— begin Provided information —

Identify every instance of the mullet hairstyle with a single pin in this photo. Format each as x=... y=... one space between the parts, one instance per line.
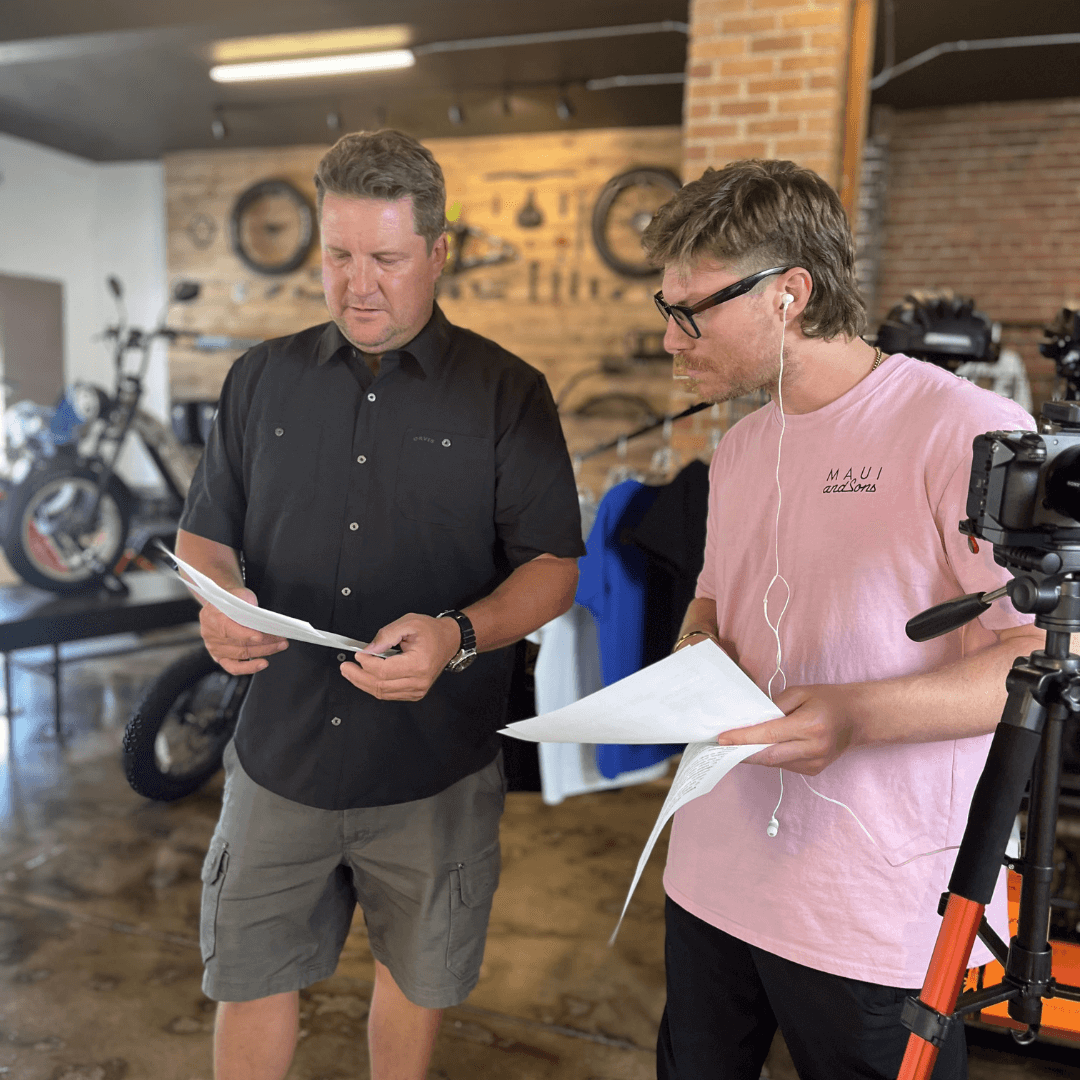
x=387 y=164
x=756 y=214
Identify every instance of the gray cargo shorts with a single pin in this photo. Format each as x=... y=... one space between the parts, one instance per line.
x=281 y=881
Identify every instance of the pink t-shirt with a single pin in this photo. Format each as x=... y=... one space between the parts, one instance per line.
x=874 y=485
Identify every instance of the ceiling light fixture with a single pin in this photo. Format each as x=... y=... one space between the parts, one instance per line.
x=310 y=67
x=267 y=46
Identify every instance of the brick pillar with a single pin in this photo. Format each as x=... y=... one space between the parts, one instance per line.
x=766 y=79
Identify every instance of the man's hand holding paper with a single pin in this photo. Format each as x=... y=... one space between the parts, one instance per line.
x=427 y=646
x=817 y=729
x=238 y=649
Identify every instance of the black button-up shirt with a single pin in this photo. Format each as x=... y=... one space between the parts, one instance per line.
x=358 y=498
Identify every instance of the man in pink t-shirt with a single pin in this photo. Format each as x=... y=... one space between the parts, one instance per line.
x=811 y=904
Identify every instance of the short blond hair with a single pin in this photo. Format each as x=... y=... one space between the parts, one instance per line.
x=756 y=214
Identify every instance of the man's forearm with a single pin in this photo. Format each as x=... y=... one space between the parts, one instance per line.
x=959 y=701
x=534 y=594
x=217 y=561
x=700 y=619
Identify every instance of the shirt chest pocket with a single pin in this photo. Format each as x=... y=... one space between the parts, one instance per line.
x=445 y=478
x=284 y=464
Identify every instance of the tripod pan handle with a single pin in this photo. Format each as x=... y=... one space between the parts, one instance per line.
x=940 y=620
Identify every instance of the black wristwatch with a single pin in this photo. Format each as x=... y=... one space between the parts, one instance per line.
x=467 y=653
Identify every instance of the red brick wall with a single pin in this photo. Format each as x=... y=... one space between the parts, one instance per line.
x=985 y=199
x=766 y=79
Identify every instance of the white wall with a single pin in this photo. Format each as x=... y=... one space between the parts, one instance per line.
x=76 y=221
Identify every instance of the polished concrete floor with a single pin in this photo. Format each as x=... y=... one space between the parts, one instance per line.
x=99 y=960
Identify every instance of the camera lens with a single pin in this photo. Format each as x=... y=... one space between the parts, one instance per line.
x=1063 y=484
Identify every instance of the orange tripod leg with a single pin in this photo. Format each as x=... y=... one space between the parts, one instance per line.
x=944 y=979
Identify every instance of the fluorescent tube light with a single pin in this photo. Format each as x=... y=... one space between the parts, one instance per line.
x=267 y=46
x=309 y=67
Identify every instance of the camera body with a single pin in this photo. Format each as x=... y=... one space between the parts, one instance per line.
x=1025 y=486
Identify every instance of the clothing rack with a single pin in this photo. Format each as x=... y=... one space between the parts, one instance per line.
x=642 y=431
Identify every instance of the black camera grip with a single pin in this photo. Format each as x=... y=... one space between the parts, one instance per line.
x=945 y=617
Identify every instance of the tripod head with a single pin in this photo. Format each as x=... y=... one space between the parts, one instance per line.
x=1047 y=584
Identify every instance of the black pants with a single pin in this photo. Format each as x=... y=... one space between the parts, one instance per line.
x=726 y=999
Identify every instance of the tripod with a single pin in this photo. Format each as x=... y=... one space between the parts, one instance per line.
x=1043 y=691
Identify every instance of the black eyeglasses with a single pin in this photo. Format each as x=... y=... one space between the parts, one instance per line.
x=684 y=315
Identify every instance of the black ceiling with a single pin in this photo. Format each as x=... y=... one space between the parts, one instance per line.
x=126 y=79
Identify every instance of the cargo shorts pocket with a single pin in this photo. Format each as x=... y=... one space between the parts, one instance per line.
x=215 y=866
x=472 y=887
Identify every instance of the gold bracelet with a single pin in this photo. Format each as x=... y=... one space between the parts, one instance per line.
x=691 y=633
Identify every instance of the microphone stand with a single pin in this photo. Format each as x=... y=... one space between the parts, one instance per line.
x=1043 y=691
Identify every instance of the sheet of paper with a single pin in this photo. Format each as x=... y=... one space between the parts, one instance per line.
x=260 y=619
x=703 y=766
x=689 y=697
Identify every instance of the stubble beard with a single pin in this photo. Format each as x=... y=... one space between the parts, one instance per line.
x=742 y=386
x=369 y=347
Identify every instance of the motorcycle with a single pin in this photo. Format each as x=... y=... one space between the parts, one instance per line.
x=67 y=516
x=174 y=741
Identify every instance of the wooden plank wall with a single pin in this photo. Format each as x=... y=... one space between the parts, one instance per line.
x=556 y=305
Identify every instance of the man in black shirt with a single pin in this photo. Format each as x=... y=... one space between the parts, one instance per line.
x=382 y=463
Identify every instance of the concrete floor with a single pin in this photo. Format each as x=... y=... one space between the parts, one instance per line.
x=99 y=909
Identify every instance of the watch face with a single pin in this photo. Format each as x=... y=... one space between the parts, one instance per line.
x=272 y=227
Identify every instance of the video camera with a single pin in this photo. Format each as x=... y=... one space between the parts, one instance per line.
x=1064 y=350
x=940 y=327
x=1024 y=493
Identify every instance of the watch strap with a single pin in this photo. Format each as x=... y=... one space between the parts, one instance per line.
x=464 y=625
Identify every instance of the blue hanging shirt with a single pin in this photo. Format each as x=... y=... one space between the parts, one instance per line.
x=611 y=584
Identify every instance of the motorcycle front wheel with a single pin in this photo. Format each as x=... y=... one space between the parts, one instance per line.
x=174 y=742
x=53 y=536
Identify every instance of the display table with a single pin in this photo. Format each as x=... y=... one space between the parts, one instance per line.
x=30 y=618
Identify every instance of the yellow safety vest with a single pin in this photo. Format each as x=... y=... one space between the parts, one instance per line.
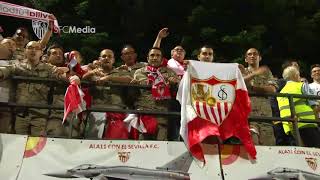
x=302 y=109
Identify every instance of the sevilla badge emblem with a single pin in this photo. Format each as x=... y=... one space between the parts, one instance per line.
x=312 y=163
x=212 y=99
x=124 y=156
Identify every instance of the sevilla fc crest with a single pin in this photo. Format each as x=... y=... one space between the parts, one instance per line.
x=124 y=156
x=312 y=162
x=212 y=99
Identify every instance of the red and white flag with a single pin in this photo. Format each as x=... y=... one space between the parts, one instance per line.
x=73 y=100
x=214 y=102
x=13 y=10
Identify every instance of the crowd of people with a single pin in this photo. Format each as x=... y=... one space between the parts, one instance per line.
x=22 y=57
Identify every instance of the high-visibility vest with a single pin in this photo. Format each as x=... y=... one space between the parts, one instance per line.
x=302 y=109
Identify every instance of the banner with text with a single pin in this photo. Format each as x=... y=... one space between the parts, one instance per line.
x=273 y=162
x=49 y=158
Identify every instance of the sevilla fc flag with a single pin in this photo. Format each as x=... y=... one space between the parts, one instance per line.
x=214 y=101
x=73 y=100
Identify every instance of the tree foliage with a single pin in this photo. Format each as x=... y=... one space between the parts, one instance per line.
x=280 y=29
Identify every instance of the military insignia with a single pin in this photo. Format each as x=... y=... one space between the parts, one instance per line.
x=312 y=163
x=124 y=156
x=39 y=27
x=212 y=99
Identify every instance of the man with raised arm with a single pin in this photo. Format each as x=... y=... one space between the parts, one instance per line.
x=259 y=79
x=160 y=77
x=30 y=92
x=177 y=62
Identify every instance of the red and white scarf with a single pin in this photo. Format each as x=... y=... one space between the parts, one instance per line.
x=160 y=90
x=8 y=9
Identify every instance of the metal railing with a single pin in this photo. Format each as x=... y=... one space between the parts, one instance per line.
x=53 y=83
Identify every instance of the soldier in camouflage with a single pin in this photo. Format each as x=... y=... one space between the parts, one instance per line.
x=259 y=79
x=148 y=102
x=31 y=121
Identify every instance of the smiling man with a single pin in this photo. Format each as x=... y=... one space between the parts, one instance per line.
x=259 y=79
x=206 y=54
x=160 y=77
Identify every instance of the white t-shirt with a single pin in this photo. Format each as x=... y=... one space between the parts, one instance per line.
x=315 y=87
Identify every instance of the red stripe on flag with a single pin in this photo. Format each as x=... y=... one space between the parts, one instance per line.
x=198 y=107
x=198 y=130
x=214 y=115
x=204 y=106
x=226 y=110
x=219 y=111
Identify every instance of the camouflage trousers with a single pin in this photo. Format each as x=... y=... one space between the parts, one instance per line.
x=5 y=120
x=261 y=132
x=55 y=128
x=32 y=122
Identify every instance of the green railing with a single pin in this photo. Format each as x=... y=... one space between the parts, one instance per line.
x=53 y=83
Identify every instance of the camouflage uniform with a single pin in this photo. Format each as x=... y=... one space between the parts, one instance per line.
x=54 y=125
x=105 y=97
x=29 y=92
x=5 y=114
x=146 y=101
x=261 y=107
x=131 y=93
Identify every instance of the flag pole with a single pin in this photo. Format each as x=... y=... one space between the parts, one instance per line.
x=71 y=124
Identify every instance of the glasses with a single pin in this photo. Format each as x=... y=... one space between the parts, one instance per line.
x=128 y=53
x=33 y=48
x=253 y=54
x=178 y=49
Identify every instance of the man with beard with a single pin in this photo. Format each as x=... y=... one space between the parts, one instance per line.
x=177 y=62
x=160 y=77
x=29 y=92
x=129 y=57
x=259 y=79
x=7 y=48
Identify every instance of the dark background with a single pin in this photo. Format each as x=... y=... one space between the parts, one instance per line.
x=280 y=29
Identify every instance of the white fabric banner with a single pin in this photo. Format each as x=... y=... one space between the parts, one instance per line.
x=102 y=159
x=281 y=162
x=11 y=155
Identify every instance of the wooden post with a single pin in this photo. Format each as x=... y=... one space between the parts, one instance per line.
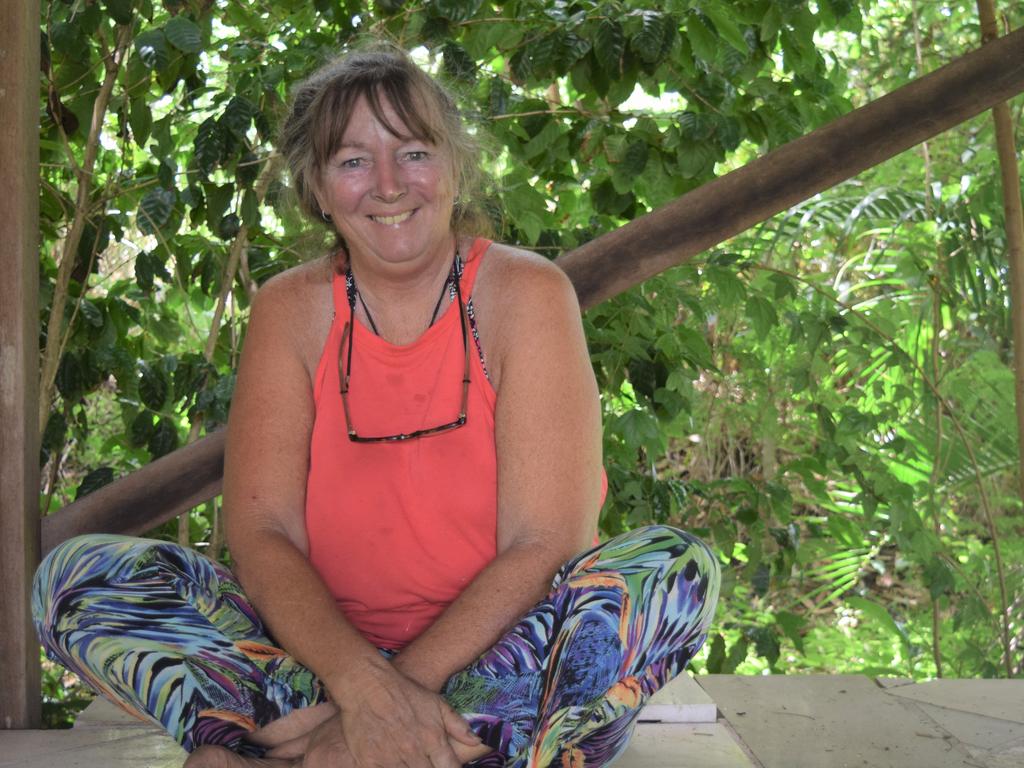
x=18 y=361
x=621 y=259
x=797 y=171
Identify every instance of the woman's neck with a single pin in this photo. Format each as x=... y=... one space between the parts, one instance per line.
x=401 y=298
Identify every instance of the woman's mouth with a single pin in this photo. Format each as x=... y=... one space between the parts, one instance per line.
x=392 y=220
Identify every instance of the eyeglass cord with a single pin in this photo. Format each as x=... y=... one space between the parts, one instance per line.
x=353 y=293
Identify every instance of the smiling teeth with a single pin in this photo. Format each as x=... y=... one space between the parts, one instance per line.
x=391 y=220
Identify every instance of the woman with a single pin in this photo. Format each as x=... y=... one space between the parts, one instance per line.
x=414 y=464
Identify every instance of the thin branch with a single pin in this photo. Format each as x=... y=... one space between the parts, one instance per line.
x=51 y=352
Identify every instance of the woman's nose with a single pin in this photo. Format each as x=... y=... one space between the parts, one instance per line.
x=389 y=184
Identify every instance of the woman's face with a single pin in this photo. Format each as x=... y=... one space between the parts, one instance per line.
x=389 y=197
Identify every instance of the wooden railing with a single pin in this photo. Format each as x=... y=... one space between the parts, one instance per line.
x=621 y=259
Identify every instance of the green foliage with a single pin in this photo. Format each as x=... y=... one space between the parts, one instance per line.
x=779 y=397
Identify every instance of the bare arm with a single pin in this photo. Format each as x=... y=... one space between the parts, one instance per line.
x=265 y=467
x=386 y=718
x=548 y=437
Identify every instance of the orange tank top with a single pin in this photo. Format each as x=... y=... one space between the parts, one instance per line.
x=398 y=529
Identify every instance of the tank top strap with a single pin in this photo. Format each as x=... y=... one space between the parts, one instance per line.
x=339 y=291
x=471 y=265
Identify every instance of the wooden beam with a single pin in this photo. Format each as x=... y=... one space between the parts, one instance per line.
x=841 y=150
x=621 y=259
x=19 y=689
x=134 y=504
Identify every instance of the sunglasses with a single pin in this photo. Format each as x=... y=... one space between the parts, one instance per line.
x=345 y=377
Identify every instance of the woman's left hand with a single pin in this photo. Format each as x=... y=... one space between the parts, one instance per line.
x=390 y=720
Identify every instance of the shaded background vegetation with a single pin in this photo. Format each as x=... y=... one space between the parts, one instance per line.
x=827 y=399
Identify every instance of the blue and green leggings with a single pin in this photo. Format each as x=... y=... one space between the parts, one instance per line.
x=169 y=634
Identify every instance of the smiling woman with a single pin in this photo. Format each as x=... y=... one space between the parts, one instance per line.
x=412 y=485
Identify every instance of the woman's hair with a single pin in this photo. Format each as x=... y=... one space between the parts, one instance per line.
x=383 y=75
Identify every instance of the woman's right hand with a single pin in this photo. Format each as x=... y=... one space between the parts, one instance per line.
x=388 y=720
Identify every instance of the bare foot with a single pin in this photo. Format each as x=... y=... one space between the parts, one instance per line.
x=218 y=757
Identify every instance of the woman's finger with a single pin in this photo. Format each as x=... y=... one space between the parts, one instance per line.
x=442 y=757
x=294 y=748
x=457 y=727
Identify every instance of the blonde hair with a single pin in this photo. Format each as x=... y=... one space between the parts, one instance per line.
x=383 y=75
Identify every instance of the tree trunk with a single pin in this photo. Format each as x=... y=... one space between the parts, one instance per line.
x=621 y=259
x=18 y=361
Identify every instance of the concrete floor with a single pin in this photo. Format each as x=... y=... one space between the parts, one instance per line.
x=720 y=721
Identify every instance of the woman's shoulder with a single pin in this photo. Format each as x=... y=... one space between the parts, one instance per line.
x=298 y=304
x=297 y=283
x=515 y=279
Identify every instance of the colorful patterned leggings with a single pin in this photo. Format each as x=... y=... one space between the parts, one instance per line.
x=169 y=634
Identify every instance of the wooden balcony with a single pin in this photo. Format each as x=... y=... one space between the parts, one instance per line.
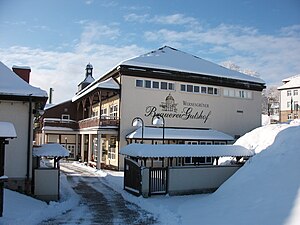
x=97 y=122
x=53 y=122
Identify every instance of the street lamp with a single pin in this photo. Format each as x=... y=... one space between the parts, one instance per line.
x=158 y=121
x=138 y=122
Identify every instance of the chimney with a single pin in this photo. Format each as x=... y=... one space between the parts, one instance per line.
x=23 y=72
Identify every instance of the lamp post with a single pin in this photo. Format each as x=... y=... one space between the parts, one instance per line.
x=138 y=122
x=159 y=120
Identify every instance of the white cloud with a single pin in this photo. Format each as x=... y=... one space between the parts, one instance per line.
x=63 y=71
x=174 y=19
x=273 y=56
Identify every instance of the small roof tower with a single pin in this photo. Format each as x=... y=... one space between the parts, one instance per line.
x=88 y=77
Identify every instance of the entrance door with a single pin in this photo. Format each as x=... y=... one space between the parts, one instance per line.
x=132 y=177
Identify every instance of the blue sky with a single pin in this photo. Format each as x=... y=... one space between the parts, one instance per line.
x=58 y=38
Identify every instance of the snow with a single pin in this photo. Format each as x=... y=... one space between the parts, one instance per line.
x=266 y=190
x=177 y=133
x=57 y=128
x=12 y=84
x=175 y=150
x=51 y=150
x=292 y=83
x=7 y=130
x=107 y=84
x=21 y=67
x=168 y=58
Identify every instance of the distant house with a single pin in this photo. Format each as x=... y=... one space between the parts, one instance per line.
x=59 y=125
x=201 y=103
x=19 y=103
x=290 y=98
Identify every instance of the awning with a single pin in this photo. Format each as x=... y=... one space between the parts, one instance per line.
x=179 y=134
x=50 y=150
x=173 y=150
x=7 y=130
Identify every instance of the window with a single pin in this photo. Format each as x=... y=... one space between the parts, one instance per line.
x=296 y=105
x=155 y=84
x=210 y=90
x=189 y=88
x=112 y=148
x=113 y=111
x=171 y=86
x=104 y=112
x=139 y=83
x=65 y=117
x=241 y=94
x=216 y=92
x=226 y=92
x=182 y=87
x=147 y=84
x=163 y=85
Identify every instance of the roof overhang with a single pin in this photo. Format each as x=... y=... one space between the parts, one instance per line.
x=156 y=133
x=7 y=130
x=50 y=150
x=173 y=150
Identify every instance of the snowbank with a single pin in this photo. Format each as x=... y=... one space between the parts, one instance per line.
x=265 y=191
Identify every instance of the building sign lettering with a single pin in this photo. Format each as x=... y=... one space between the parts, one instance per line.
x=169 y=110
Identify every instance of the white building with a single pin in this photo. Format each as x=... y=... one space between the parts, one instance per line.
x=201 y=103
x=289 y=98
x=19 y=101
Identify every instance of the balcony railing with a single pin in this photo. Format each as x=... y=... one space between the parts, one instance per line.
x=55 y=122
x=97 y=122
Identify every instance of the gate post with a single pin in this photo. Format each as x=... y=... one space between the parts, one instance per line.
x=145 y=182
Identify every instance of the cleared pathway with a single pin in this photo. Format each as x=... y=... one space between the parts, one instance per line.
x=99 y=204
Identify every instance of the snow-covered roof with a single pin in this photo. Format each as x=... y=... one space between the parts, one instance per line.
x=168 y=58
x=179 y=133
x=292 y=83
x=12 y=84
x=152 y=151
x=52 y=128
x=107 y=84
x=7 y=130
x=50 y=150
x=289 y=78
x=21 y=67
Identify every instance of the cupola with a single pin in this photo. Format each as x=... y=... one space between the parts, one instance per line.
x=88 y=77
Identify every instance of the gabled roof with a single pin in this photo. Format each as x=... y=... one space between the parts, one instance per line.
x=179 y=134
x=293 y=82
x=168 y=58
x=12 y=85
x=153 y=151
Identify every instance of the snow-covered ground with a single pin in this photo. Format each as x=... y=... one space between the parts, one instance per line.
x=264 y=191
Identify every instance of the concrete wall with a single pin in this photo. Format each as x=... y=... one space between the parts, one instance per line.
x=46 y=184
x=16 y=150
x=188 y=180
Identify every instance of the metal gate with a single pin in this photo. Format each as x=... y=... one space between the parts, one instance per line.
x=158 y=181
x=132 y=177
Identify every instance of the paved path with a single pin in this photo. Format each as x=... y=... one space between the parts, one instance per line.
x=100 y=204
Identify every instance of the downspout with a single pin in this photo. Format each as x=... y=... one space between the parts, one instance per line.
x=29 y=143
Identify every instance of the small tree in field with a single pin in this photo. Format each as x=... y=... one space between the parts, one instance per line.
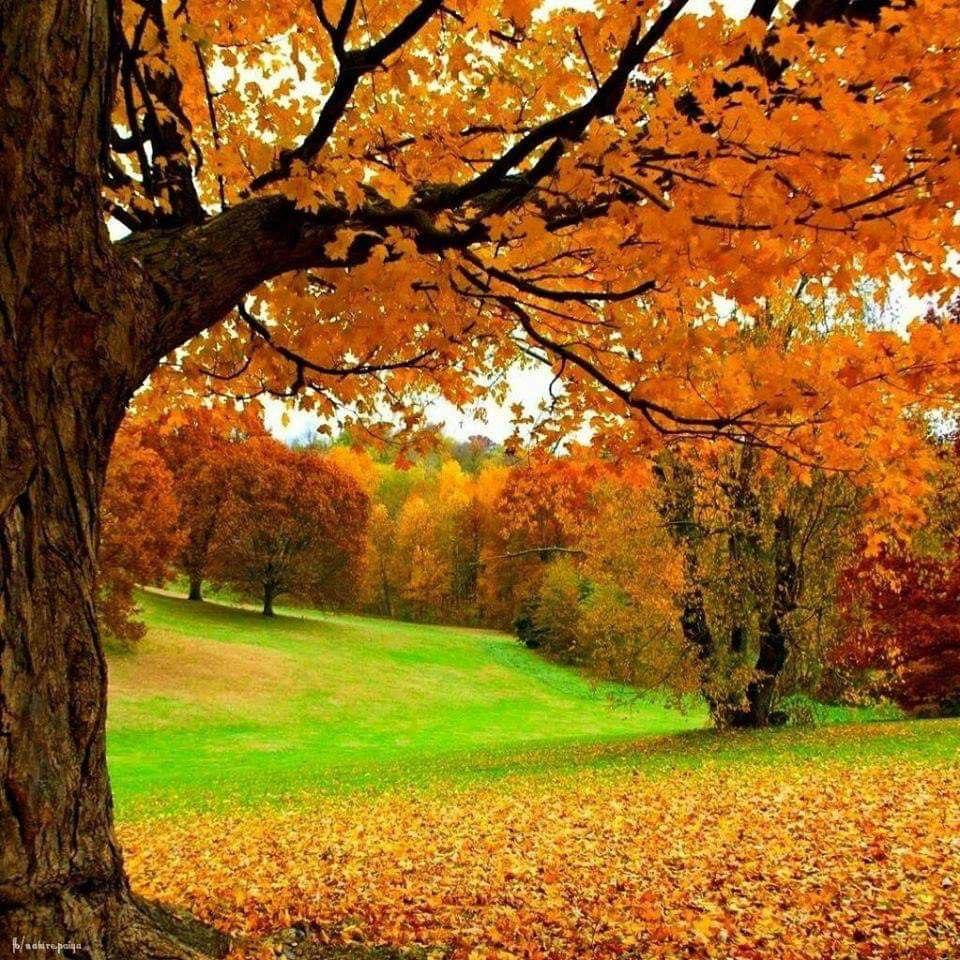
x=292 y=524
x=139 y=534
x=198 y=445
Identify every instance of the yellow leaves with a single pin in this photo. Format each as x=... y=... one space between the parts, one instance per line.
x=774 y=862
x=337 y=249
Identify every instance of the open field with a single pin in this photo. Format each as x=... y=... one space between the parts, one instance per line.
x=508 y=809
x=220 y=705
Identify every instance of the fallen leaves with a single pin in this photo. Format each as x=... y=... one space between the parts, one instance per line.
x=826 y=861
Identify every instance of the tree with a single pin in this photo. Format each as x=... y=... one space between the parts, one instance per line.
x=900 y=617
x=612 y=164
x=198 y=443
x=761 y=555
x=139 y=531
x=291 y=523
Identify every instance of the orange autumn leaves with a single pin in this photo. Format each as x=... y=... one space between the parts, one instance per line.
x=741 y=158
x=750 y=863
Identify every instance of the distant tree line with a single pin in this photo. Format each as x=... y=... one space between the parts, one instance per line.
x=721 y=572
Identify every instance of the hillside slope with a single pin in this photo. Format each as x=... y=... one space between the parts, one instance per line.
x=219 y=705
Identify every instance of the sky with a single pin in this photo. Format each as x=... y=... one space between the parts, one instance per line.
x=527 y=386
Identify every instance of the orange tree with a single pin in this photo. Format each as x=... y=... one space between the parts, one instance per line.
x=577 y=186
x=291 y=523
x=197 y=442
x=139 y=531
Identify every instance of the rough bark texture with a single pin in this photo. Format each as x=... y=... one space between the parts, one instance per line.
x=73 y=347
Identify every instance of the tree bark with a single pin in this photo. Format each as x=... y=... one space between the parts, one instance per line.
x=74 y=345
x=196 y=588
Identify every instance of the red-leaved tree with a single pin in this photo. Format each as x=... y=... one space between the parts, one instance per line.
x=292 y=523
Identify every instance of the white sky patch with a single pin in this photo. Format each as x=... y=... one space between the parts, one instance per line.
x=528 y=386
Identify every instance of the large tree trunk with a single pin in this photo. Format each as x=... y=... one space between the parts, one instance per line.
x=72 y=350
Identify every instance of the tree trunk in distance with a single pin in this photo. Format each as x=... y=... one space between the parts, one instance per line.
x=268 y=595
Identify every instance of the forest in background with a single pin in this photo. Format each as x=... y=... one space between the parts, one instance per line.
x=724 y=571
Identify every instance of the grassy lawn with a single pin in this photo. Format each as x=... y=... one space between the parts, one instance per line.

— end Provided information —

#### [Exercise]
Copy the data out word for word, starting at its first line and ending with the line that contains "x=358 y=498", both included. Omit the pictures.

#### [Solution for this exercise]
Identify every instance of the mullet hairstyle with a single pin in this photo. Format each as x=... y=... one space between the parts, one instance per line.
x=387 y=164
x=756 y=214
Identify every instance of the gray cargo shorts with a single pin in this photo. Format each as x=... y=... one space between the parts, one instance per line.
x=281 y=881
Identify every instance of the pink t-shirt with a single pin in this photo. Format each as x=... y=... one space between the parts, one instance per line.
x=874 y=485
Identify every instance of the ceiling light fixture with a single pin in this photo. Format each as x=... y=... one space between the parts, one instance per line.
x=310 y=67
x=267 y=46
Identify every instance of the brick pillar with a single pin in this photo. Format each as x=... y=... one space between the parts, one instance per line.
x=766 y=79
Identify every instance of the man's hand holding paper with a single pin in this photo. Format each as x=... y=... one space between the parts, one instance per line.
x=427 y=646
x=817 y=729
x=238 y=649
Identify every instance of the black button-up shirt with a single pin in this photo. Format each as x=... y=... one space between the parts, one instance per line.
x=358 y=498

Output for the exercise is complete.